EXERCISE DIRECTIONS: All entries are to be returned verbatim.

EXTRACTED MATERIAL:
--
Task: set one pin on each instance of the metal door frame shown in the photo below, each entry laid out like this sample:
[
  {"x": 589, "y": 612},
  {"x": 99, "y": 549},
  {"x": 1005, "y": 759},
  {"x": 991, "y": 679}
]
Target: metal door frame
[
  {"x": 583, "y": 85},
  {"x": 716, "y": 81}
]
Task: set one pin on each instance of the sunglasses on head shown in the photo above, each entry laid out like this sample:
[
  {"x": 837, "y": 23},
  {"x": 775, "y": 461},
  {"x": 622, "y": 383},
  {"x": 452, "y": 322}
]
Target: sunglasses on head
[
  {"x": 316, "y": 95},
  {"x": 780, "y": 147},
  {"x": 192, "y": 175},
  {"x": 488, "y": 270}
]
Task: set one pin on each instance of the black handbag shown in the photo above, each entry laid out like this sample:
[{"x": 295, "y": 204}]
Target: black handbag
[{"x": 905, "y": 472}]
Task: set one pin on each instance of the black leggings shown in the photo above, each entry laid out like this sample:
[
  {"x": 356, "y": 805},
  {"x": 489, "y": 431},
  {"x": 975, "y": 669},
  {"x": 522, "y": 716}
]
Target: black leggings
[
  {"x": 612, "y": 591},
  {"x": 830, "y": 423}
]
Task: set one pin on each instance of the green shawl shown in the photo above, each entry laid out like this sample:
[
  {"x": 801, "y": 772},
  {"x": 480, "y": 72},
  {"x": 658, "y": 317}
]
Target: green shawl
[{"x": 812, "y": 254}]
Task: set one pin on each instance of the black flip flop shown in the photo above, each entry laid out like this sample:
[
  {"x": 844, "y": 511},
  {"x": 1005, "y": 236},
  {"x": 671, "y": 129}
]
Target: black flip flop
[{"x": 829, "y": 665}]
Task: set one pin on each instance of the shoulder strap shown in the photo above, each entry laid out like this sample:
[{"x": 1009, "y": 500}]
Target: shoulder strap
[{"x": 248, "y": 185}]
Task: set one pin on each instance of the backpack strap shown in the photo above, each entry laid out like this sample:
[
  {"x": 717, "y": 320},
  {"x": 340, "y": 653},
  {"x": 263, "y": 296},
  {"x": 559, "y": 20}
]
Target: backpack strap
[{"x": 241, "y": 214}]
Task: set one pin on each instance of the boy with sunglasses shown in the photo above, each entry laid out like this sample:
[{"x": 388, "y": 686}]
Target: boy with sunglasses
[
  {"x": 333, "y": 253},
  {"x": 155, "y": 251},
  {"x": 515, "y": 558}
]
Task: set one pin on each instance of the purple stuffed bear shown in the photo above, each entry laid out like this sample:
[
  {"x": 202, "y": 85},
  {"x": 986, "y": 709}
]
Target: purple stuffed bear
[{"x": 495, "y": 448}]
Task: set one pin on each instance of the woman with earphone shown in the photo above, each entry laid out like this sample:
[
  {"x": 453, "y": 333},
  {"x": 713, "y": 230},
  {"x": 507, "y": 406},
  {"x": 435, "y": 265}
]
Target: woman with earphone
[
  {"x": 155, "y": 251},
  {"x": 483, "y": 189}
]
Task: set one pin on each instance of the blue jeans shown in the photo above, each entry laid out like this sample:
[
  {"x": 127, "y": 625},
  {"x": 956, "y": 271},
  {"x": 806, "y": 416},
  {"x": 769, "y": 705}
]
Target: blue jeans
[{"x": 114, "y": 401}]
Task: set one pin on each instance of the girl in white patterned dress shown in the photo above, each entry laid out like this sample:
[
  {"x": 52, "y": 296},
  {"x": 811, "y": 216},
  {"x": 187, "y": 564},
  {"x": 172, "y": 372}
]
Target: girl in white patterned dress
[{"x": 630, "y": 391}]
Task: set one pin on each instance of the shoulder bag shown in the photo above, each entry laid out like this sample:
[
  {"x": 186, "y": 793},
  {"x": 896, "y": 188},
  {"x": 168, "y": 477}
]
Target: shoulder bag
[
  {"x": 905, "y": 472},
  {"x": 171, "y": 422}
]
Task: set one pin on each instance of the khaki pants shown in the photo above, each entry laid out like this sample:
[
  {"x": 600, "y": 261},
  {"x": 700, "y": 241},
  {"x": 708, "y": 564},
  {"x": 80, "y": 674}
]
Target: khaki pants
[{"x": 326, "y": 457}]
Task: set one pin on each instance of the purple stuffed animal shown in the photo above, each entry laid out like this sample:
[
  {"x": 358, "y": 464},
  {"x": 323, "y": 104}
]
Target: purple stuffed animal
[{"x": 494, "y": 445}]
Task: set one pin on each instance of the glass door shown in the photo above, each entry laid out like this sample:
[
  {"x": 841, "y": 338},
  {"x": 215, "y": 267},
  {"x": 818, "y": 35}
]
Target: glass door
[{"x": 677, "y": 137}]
--
YOUR SOLUTION:
Task: set one pin on each instance of the metal door frame shown in the photo below, each entry laid out like this sample:
[
  {"x": 589, "y": 612},
  {"x": 99, "y": 549},
  {"x": 1005, "y": 759},
  {"x": 991, "y": 679}
]
Target: metal door frame
[
  {"x": 583, "y": 85},
  {"x": 716, "y": 81}
]
Task: set one pin on each instance of the sunglasses on head shown in the photo above, each entry laid out like this sample:
[
  {"x": 837, "y": 23},
  {"x": 775, "y": 461},
  {"x": 622, "y": 383},
  {"x": 452, "y": 322}
]
Target: sunglasses on head
[
  {"x": 316, "y": 95},
  {"x": 780, "y": 147},
  {"x": 192, "y": 175},
  {"x": 488, "y": 270}
]
Task: set one pin on each instance of the black handbag shown in the photo above, each entry laid out like this sample:
[{"x": 295, "y": 204}]
Target: black handbag
[{"x": 905, "y": 472}]
Task: set one pin on each instance of the black leggings shown in the photo above, each entry laid out like this sample:
[
  {"x": 356, "y": 805},
  {"x": 489, "y": 431},
  {"x": 975, "y": 669},
  {"x": 522, "y": 716}
]
Target: black leggings
[
  {"x": 612, "y": 591},
  {"x": 830, "y": 423}
]
Task: set one pin on each instance of the green shawl shown in the photo above, each entry laid out like this sample:
[
  {"x": 801, "y": 772},
  {"x": 480, "y": 72},
  {"x": 658, "y": 317}
]
Target: green shawl
[{"x": 812, "y": 254}]
Task: set one pin on each instance of the black flip flop shown in the photo above, each entry laid out like this sample:
[
  {"x": 844, "y": 511},
  {"x": 1005, "y": 236},
  {"x": 671, "y": 129}
]
Target: black flip flop
[{"x": 829, "y": 665}]
Task: set one pin on each instance of the shoulder strap shown in the photo above, each entry laid out like this sample:
[{"x": 1009, "y": 500}]
Target: shoulder strap
[{"x": 248, "y": 185}]
Task: set one pin on each instance of the backpack strap shown in the photo above, each entry laid out like this sample:
[
  {"x": 717, "y": 320},
  {"x": 340, "y": 653},
  {"x": 263, "y": 296},
  {"x": 559, "y": 20}
]
Target: backpack strap
[{"x": 241, "y": 214}]
Task: set one pin on each instance of the boy with sunglasses shown in the photo above, each entry laid out like this sample:
[{"x": 388, "y": 686}]
Target: boy with sunglasses
[
  {"x": 333, "y": 253},
  {"x": 155, "y": 251},
  {"x": 515, "y": 558}
]
Task: set one pin on each instance of the purple stuffed bear shown in the photo above, each entry laid out like this sample:
[
  {"x": 202, "y": 85},
  {"x": 986, "y": 709}
]
Target: purple stuffed bear
[{"x": 495, "y": 448}]
Task: set one pin on each instance of the woman with earphone shown in the photo above, each entry laid out like this sample:
[
  {"x": 453, "y": 333},
  {"x": 713, "y": 230},
  {"x": 507, "y": 406},
  {"x": 435, "y": 265}
]
Target: woman with earphone
[
  {"x": 155, "y": 251},
  {"x": 483, "y": 189}
]
Task: set one pin on each instance of the blue jeans shown in the photo above, each entry laid out like this sample:
[
  {"x": 127, "y": 625},
  {"x": 956, "y": 271},
  {"x": 806, "y": 416},
  {"x": 769, "y": 705}
]
Target: blue jeans
[{"x": 114, "y": 401}]
Task: set one pin on each instance of the girl in white patterned dress shown in the photo above, each entry laid out like this sample:
[
  {"x": 52, "y": 296},
  {"x": 811, "y": 216},
  {"x": 187, "y": 564},
  {"x": 172, "y": 372}
]
Target: girl in white patterned dress
[{"x": 630, "y": 391}]
Task: set one pin on each instance of the shoulder bag shown in the photo above, each entry laid out like this sample:
[
  {"x": 186, "y": 793},
  {"x": 896, "y": 188},
  {"x": 168, "y": 477}
]
Target: shoulder bag
[
  {"x": 905, "y": 472},
  {"x": 171, "y": 422}
]
Task: set one pin on each instance of the khaki pants shown in the photo above, each entry laid out like this sample:
[
  {"x": 600, "y": 261},
  {"x": 700, "y": 241},
  {"x": 708, "y": 564},
  {"x": 80, "y": 674}
]
Target: khaki pants
[{"x": 326, "y": 457}]
Task: set one pin on each instance of the purple stuffed animal shown in the photo above, each entry laid out like this sample:
[
  {"x": 358, "y": 464},
  {"x": 323, "y": 104}
]
Target: purple stuffed animal
[{"x": 494, "y": 445}]
Task: set one pin on each instance of the glass door shown in the photo above, each entry laid out like this sample:
[
  {"x": 841, "y": 338},
  {"x": 215, "y": 267},
  {"x": 818, "y": 35}
]
Target: glass door
[{"x": 677, "y": 137}]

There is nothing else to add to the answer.